Exercise instructions:
(a) In the article on the song "We've Had Enough," what position did the single reach on Billboard's Modern Rock Tracks chart?
(b) Set down, word for word, the part of the article on the song "We've Had Enough" that opens with the words containing "Alkaline Trio singles" and closes with "of Black Flag.".

Single by Alkaline Trio

from the album Good Mourning
- Released: May 20, 2003
- Recorded: 2002–2003 at Cello Studios
- Genre: Punk rock
- Length: 2:51
- Label: Vagrant
- Songwriters: Matt Skiba, Dan Andriano, Derek Grant
- Producers: Joe McGrath, Jerry Finn

Alkaline Trio singles chronology
| "Halloween" (2002) | "We've Had Enough" (2003) | "All on Black" (2003) |

= We've Had Enough =

"We've Had Enough" is a song by the Chicago-based punk rock band Alkaline Trio, released as the first single from their 2003 album Good Mourning. "We've Had Enough" was released to radio on May 20, 2003. It was the band's first single to chart in the United States, reaching #38 on Billboard's Modern Rock Tracks chart. It also charted in the United Kingdom, reaching #50 on the UK Singles Chart. "We've Had Enough" features backing vocals by Keith Morris, singer of the Circle Jerks and original singer of Black Flag.

Raw data:
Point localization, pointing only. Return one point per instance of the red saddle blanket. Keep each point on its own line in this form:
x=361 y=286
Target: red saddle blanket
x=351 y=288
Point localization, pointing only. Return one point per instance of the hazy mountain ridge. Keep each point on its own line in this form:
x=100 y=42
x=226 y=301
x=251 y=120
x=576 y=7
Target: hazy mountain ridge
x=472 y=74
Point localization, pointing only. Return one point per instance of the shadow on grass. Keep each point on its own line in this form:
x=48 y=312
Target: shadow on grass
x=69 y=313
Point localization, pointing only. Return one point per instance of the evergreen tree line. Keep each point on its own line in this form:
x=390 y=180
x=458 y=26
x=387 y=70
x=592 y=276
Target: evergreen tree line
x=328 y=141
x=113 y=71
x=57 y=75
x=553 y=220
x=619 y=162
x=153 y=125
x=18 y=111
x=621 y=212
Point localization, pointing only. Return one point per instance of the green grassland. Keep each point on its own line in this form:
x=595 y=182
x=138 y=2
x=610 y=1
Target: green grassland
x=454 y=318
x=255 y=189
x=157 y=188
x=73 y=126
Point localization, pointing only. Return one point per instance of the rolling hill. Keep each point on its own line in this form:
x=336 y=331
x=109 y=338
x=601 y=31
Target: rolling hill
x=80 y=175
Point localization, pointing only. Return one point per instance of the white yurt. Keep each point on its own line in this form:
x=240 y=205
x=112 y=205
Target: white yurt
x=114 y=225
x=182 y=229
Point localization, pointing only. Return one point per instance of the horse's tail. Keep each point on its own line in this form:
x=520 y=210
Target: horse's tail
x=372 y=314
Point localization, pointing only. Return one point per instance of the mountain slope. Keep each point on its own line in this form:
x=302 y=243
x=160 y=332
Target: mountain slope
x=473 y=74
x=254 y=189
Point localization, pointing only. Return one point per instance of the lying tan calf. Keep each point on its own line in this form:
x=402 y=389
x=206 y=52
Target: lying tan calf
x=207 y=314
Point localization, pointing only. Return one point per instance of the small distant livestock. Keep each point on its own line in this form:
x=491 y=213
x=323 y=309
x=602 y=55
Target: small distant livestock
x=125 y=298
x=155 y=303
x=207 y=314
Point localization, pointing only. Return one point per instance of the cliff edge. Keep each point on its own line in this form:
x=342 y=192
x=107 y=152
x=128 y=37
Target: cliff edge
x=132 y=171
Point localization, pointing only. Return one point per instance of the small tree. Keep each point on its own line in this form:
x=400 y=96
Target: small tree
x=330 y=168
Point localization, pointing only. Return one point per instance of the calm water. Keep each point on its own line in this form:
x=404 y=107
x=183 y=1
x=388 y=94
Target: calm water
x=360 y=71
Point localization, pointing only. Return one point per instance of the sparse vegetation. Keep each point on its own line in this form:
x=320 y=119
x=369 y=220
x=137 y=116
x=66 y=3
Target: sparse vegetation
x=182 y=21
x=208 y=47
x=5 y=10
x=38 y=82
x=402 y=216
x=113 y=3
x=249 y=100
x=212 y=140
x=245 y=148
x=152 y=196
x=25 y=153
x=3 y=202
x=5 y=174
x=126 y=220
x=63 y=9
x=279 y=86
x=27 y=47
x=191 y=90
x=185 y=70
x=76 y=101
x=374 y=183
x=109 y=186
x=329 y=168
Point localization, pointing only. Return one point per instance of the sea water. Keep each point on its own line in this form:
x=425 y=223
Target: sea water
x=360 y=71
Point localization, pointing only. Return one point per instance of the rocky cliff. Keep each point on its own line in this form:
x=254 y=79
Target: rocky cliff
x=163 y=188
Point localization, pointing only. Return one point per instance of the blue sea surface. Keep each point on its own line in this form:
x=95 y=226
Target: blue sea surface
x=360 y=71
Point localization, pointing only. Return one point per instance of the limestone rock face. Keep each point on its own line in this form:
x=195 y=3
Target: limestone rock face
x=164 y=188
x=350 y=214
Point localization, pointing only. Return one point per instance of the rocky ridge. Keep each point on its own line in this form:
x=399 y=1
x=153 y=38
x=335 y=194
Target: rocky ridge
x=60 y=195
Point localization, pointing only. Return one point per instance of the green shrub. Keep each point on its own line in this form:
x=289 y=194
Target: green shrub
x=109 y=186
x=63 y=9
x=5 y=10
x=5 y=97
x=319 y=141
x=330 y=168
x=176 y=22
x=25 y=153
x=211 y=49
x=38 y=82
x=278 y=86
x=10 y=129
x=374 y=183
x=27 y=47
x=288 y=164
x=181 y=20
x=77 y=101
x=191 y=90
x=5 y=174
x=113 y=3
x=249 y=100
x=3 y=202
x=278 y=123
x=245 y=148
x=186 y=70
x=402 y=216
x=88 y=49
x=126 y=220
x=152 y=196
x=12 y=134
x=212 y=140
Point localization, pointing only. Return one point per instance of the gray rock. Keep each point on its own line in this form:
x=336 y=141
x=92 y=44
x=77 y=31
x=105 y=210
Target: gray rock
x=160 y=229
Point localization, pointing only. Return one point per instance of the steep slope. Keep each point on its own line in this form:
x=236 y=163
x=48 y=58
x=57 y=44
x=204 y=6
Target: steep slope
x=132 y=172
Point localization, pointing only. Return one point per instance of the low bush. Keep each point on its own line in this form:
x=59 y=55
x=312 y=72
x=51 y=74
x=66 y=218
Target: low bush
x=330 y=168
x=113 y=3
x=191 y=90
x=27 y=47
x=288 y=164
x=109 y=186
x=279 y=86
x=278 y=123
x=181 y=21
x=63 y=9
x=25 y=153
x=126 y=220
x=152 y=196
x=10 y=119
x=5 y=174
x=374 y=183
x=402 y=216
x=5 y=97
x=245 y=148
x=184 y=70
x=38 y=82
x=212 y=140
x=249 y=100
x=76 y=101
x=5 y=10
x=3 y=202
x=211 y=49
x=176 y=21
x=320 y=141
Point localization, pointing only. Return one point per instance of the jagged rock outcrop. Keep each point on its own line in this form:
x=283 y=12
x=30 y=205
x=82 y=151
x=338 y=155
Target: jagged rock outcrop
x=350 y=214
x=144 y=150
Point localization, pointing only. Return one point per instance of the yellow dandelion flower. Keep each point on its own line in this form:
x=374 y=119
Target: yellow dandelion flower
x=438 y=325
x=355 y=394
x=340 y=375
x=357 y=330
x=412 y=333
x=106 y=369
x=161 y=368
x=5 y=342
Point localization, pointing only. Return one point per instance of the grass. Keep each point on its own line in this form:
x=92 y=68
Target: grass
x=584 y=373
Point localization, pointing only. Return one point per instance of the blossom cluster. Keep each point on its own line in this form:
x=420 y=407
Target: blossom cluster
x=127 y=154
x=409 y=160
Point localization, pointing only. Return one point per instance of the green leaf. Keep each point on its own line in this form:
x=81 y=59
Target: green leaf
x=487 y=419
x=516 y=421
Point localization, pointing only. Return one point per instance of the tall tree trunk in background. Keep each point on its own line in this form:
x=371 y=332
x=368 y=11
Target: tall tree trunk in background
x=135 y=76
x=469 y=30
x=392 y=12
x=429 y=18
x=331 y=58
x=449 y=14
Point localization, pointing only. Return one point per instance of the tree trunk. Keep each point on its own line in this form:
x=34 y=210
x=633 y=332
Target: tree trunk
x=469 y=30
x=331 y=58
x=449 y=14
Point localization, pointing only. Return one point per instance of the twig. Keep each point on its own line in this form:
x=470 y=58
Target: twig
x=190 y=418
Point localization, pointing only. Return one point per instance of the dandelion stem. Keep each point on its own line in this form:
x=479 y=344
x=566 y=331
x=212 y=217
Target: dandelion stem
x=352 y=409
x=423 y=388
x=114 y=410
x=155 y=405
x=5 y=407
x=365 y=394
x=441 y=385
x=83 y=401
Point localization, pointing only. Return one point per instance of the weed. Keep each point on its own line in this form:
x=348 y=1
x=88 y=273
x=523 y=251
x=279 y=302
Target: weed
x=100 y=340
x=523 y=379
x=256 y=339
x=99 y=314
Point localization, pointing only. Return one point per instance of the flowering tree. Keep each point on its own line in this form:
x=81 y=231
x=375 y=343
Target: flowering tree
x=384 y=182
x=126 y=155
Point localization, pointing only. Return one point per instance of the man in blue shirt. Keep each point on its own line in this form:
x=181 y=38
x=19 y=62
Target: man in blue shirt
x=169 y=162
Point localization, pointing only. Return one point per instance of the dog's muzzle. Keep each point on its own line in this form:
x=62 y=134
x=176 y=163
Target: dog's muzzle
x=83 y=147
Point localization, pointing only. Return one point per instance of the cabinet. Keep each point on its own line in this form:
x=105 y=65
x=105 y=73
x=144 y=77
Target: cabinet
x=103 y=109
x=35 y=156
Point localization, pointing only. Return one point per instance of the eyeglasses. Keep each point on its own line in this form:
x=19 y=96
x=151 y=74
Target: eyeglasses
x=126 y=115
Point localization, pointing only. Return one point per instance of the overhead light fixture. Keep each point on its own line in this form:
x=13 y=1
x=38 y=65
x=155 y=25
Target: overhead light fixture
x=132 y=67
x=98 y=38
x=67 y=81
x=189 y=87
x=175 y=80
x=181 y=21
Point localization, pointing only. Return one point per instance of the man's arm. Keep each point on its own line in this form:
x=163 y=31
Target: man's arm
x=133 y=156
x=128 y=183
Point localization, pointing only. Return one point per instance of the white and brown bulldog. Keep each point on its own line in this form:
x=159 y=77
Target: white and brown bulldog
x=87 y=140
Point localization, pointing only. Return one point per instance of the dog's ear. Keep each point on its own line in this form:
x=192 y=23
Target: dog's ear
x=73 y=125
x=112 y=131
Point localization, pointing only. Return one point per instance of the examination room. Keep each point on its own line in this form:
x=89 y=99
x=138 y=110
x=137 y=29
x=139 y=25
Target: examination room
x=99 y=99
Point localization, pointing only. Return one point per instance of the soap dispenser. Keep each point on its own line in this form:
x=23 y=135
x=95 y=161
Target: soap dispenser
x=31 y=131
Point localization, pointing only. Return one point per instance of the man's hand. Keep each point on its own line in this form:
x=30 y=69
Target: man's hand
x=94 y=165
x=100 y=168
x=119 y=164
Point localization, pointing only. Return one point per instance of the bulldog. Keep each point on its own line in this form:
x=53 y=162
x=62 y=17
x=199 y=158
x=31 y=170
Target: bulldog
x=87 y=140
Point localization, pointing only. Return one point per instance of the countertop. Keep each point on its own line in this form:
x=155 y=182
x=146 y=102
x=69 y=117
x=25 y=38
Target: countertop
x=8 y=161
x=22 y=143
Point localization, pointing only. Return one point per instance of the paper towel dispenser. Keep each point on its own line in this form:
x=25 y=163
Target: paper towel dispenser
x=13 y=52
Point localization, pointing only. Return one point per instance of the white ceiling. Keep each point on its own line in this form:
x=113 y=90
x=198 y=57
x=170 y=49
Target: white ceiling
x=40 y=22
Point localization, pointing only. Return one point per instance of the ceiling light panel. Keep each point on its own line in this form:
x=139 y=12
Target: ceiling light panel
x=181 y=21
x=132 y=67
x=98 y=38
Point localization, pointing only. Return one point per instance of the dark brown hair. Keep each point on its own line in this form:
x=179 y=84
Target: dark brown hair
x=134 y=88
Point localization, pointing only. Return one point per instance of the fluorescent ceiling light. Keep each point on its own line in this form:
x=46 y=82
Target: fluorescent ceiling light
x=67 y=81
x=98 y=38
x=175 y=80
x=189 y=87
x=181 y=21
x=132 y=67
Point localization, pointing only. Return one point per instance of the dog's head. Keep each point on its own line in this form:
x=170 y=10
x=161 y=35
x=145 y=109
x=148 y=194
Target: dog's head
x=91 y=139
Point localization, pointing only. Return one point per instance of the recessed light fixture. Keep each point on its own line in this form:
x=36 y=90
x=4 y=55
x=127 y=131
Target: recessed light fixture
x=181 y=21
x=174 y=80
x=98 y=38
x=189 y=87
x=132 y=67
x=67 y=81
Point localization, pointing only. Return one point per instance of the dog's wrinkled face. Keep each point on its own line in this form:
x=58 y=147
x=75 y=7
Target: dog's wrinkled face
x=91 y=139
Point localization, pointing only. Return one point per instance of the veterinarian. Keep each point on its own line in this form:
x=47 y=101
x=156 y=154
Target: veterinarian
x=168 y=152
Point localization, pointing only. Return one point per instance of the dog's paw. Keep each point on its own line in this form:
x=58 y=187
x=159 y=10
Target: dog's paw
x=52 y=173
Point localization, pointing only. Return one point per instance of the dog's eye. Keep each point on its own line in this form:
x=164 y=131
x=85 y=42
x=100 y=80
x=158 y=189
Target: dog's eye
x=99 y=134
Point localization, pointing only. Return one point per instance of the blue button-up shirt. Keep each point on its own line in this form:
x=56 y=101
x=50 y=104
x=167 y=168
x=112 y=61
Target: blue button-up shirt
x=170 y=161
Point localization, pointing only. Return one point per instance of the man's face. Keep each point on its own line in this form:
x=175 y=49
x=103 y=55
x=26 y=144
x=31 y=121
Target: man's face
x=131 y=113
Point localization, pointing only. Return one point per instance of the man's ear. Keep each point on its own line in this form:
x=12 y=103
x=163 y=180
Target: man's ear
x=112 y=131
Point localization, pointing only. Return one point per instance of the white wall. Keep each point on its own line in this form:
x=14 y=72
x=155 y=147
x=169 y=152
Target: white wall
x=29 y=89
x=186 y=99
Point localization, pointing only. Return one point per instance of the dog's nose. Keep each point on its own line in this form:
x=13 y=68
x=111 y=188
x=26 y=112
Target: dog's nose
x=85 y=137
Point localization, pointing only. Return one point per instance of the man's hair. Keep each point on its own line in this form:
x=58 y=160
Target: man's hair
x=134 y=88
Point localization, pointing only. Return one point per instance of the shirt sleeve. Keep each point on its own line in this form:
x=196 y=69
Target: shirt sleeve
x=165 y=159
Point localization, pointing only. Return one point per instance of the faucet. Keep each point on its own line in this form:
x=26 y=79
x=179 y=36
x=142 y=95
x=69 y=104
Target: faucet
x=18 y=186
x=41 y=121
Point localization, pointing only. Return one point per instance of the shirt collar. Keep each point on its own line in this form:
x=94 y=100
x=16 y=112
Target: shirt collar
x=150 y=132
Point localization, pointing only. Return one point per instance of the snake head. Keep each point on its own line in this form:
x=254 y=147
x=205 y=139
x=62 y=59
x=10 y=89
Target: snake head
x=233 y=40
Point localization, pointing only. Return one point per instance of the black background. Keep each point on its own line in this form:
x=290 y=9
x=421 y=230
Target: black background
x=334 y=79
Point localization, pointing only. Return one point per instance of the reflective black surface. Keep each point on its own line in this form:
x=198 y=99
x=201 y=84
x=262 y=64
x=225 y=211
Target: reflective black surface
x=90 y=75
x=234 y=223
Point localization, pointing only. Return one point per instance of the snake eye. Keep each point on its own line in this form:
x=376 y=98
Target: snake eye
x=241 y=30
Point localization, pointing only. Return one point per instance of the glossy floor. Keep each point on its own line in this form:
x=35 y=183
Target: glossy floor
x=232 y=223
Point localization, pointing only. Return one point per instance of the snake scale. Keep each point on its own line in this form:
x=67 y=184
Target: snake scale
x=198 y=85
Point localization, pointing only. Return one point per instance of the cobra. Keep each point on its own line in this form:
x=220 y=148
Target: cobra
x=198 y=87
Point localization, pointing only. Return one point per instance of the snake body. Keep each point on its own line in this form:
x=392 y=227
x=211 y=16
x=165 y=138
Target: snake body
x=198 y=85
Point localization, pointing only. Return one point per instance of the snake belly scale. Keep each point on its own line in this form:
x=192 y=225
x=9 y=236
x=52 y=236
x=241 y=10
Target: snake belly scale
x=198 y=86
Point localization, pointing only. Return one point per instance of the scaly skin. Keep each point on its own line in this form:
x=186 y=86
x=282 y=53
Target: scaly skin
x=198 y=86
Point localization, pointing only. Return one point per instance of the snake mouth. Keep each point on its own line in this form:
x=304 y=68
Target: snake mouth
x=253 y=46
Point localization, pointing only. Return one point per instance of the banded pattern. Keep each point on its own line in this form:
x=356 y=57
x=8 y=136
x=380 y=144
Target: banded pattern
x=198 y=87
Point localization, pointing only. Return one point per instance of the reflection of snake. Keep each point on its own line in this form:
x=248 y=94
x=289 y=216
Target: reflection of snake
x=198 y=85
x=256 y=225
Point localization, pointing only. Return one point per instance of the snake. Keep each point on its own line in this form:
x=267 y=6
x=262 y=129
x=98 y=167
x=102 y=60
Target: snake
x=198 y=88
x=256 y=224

Task-by-task answers:
(a) #38

(b)
Alkaline Trio singles chronology
| "Halloween" (2002) | "We've Had Enough" (2003) | "All on Black" (2003) |

= We've Had Enough =

"We've Had Enough" is a song by the Chicago-based punk rock band Alkaline Trio, released as the first single from their 2003 album Good Mourning. "We've Had Enough" was released to radio on May 20, 2003. It was the band's first single to chart in the United States, reaching #38 on Billboard's Modern Rock Tracks chart. It also charted in the United Kingdom, reaching #50 on the UK Singles Chart. "We've Had Enough" features backing vocals by Keith Morris, singer of the Circle Jerks and original singer of Black Flag.